# NOTE SULL'ESERCIZIO
Scrivi il seguito del testo su Alice Ball e la cura della lebbra, cominciando subito dopo l'ultima frase riportata.

# TESTO DELLA PAGINA
Le forme iniziali possono essere guarite, ma è difficile recuperare i danni neurologici, se ci sono. Le forme avanzate possono essere rallentate ma solo difficilmente guarite.
Nel tempo sono state testate molte terapie di buon successo. I primi successi si ottennero utilizzando l’olio estratto dalla pianta tropicale Chaulmoogra, secondo un procedimento al quale è legata un’altra storia importante, quella di Alice Ball.


Alice Ball, nata a Seattle nel 1892, apparteneva alla minoranza di afroamericani benestanti, perché suo nonno aveva avuto un grande successo come fotografo e suo padre, oltre a praticare la fotografia, era divenuto un noto avvocato.
Si ritiene che sia stata l’esperienza maturata già durante l’infanzia nei laboratori fotografici di famiglia a spingere Alice verso lo studio della Chimica.
Era una studentessa eccezionalmente dotata: si laureò in Chimica e in Farmacia a Seattle e riuscì a pubblicare degli studi su riviste scientifiche di alto livello. Il prosieguo della carriera accademica la portò alle Hawaii, dove aveva già trascorso un anno da bambina, per prendere un master presso la locale università.
Mentre studiava le proprietà di alcune piante, incontrò un chirurgo, Harry T. Hollmann, che stava testando un olio estratto dalla pianta tropicale chiamata Chalmoogra nella terapia della lebbra. Le iniezioni endovenose e intramuscolari di quest’olio sembravano rallentare significativamente il progresso della malattia.
La Ball compì un importante lavoro sull’olio di Chalmoogra, definendone la composizione fino ad allora sconosciuta e identificando quello che sembrava essere il principio attivo, l’acido idnocarpico (l’olio di Chalmoogra è una miscela di almeno dieci acidi grassi diversi), che mostra un potere antimicrobico letale sul bacillo di Hansen.

# DATI REGISTRATI
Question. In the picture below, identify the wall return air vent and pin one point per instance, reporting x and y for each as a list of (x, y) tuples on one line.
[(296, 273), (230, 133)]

# RISPOSTA
Ma il capolavoro della Ball consistette nel mettere a punto un procedimento chimico per stabilizzare i principi attivi in modo che si conservassero a lungo e potessero essere trasportati lontano senza perdere efficacia.
Il lavoro sull’olio di Chalmoogra valse alla Ball il master in Chimica che la rese la prima donna e la prima afroamericana a conseguire una laurea di secondo livello all’Università della Hawaii, nonché la prima a diventare docente universitario.
Purtroppo, la carriera di Alice Ball non era destinata ad andare oltre. Nel 1916, dovette rientrare a Seattle perché mostrava i sintomi della tubercolosi. Sebbene il suo certificato di morte menzioni questa malattia quale causa, sembra che le cose siano andate diversamente. Le terapie cui si era sottoposta a Seattle stavano avendo successo, per cui aveva potuto rimettersi al lavoro. Durante una esercitazione di laboratorio sul corretto uso delle maschere antigas (si era nel pieno della Grande Guerra), la Ball avrebbe inalato accidentalmente del gas di cloro e, anche per le sue condizioni generali non perfette, sarebbe morta rapidamente in seguito a questa intossicazione, il 31 dicembre 1916.
Poiché non aveva ancora pubblicato il suo lavoro sull’olio di Chalmoogra su una rivista scientifica, il suo capo-dipartimento alle Hawaii, Arthur L. Dean, lo pubblicò a proprio nome, dando al procedimento il nome di “metodo Dean”. Nel 1922, il dottor Hollmann pubblicò e diffuse un articolo per restituire il merito della scoperta alla Ball, ma intanto Dean era divenuto preside della facoltà e l’iniziativa passò sotto silenzio.


Solo negli anni ’70, due ricercatori della stessa università, Karin Takara e Stanley Ali, dimostrarono inequivocabilmente che Dean si era appropriato di un lavoro non suo.
Successivamente, per la cura della lebbra,  furono impiegati dei chemioterapici ancora più efficaci, i sulfoni.
Dal 1969 la cura d’elezione è l’antibiotico rifampicina, scoperto dall’italiano Pietro Sensi (1920-2013).
Negli ultimi decenni sono stati elaborati anche dei vaccini anti-lebbra, che si stanno rivelando molto promettenti.
Il maggiore problema, come al solito, è diffonderli nelle aree più povere del mondo.